▶ Goal of the exercise
Beginning with the line that contains "Locate the wooden" and concluding with the final line of the listing below, output each line exactly, and only those lines.

------ Given data

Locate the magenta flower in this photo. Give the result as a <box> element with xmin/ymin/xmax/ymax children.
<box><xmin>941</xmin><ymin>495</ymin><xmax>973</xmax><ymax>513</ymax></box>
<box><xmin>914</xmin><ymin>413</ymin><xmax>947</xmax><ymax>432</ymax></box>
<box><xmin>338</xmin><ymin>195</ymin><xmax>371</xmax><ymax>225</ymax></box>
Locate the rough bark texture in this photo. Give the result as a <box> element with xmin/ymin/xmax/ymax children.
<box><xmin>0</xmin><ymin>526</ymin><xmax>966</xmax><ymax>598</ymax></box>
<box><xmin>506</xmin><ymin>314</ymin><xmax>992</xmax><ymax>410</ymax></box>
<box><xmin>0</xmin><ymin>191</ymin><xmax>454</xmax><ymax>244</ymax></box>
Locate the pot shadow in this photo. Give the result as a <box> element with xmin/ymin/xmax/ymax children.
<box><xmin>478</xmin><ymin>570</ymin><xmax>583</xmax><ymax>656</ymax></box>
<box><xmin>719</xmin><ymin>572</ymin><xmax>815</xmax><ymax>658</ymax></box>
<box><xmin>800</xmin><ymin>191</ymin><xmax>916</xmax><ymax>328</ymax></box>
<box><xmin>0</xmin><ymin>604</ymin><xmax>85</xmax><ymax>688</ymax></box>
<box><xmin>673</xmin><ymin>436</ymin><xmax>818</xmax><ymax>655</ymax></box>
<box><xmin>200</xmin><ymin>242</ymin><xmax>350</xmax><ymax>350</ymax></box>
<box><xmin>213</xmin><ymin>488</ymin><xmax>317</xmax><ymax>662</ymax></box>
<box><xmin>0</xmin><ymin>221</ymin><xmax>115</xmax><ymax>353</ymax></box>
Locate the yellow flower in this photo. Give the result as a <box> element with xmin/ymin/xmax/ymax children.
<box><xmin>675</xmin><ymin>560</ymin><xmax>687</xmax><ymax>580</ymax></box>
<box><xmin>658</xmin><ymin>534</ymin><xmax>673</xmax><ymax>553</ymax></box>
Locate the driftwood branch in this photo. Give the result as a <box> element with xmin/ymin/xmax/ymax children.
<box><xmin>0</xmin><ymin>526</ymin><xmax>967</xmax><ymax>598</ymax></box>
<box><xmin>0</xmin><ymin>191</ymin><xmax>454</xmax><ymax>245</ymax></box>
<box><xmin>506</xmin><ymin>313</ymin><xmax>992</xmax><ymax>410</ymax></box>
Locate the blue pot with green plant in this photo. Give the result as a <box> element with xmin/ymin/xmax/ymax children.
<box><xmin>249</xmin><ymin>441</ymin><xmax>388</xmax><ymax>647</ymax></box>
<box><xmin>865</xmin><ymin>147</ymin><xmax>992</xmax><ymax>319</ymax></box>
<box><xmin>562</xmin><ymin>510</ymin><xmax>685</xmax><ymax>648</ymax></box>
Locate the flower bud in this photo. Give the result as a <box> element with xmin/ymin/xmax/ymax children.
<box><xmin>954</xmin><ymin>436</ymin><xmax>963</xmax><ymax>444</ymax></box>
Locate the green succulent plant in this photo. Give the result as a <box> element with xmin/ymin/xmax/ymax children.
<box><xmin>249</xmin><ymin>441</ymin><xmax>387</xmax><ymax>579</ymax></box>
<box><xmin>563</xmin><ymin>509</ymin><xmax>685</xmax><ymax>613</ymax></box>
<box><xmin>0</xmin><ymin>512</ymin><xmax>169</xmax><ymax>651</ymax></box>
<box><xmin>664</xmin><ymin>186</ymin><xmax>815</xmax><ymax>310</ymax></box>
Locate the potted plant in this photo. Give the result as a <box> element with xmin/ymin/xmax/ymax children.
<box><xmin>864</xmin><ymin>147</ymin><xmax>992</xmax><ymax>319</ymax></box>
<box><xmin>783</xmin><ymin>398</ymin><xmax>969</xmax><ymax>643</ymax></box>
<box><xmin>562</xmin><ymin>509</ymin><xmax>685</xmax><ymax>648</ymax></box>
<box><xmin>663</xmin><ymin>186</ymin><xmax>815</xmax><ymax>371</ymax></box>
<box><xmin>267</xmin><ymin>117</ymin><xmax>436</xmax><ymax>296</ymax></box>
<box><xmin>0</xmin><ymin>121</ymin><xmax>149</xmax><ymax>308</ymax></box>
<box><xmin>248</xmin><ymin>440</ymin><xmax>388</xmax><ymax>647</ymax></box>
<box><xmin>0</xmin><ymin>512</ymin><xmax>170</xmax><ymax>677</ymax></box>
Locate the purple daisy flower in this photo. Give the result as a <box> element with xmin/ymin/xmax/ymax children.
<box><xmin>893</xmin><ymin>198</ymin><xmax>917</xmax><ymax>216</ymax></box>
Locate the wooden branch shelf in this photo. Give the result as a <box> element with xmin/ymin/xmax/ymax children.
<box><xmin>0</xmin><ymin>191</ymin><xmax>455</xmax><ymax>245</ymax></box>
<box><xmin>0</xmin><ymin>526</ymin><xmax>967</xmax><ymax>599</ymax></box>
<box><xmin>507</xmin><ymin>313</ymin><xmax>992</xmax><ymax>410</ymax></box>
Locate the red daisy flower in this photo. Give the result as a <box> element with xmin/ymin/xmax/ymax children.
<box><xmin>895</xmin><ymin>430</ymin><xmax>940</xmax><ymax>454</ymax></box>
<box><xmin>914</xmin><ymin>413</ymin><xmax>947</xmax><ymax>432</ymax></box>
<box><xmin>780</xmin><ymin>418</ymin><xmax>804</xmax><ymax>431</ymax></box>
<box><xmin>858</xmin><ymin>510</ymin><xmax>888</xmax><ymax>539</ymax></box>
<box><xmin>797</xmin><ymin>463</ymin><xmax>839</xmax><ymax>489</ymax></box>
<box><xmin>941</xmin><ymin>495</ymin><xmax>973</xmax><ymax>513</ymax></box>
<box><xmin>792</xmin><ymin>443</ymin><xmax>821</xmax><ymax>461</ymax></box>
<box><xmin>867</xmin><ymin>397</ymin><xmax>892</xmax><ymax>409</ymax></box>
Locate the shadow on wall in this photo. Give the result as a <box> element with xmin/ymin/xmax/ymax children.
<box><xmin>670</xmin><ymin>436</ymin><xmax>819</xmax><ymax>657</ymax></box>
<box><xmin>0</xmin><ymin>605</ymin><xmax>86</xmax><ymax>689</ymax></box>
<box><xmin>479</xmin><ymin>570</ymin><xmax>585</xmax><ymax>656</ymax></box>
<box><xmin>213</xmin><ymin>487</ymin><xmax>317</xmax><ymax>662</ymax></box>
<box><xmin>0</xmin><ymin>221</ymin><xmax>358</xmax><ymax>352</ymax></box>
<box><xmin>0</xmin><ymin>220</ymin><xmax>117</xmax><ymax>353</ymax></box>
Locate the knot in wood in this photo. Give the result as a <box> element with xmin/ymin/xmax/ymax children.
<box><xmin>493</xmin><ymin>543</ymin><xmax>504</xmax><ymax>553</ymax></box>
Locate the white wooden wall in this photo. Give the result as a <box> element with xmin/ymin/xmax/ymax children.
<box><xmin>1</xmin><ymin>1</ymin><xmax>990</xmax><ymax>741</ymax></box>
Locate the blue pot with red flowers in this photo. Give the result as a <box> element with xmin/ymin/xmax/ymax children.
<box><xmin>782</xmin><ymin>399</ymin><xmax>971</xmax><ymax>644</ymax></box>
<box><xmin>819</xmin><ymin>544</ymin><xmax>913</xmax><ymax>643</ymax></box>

------------

▶ Expected output
Locate the wooden branch shelf in this photo. Give the result as a <box> element with xmin/ymin/xmax/ymax children.
<box><xmin>0</xmin><ymin>191</ymin><xmax>455</xmax><ymax>245</ymax></box>
<box><xmin>0</xmin><ymin>526</ymin><xmax>967</xmax><ymax>599</ymax></box>
<box><xmin>507</xmin><ymin>313</ymin><xmax>992</xmax><ymax>410</ymax></box>
Locate the red daisy flower in this photo. Give the result as a <box> element with xmin/ymin/xmax/ymax children.
<box><xmin>895</xmin><ymin>430</ymin><xmax>940</xmax><ymax>454</ymax></box>
<box><xmin>914</xmin><ymin>413</ymin><xmax>947</xmax><ymax>432</ymax></box>
<box><xmin>780</xmin><ymin>418</ymin><xmax>804</xmax><ymax>431</ymax></box>
<box><xmin>858</xmin><ymin>510</ymin><xmax>888</xmax><ymax>539</ymax></box>
<box><xmin>797</xmin><ymin>463</ymin><xmax>839</xmax><ymax>489</ymax></box>
<box><xmin>941</xmin><ymin>495</ymin><xmax>973</xmax><ymax>513</ymax></box>
<box><xmin>792</xmin><ymin>443</ymin><xmax>821</xmax><ymax>461</ymax></box>
<box><xmin>867</xmin><ymin>397</ymin><xmax>892</xmax><ymax>409</ymax></box>
Locate the shadow on wall in this photo. Give the result as a <box> element with xmin/ymin/xmax/ymax children.
<box><xmin>670</xmin><ymin>436</ymin><xmax>819</xmax><ymax>657</ymax></box>
<box><xmin>0</xmin><ymin>605</ymin><xmax>86</xmax><ymax>689</ymax></box>
<box><xmin>479</xmin><ymin>570</ymin><xmax>585</xmax><ymax>656</ymax></box>
<box><xmin>213</xmin><ymin>487</ymin><xmax>317</xmax><ymax>662</ymax></box>
<box><xmin>0</xmin><ymin>221</ymin><xmax>358</xmax><ymax>352</ymax></box>
<box><xmin>0</xmin><ymin>220</ymin><xmax>117</xmax><ymax>353</ymax></box>
Locate the knot in wood in this photo. Give the result as a <box> element with xmin/ymin/xmax/ymax children.
<box><xmin>493</xmin><ymin>543</ymin><xmax>504</xmax><ymax>553</ymax></box>
Locate the white wooden wall in this photo. Give the result as a <box> element with xmin/ymin/xmax/ymax children.
<box><xmin>1</xmin><ymin>1</ymin><xmax>990</xmax><ymax>741</ymax></box>
Locate the blue pot with red flowers in this photo. Give the result as a <box> element with xmin/ymin/xmax/ymax children.
<box><xmin>782</xmin><ymin>399</ymin><xmax>971</xmax><ymax>644</ymax></box>
<box><xmin>819</xmin><ymin>544</ymin><xmax>913</xmax><ymax>643</ymax></box>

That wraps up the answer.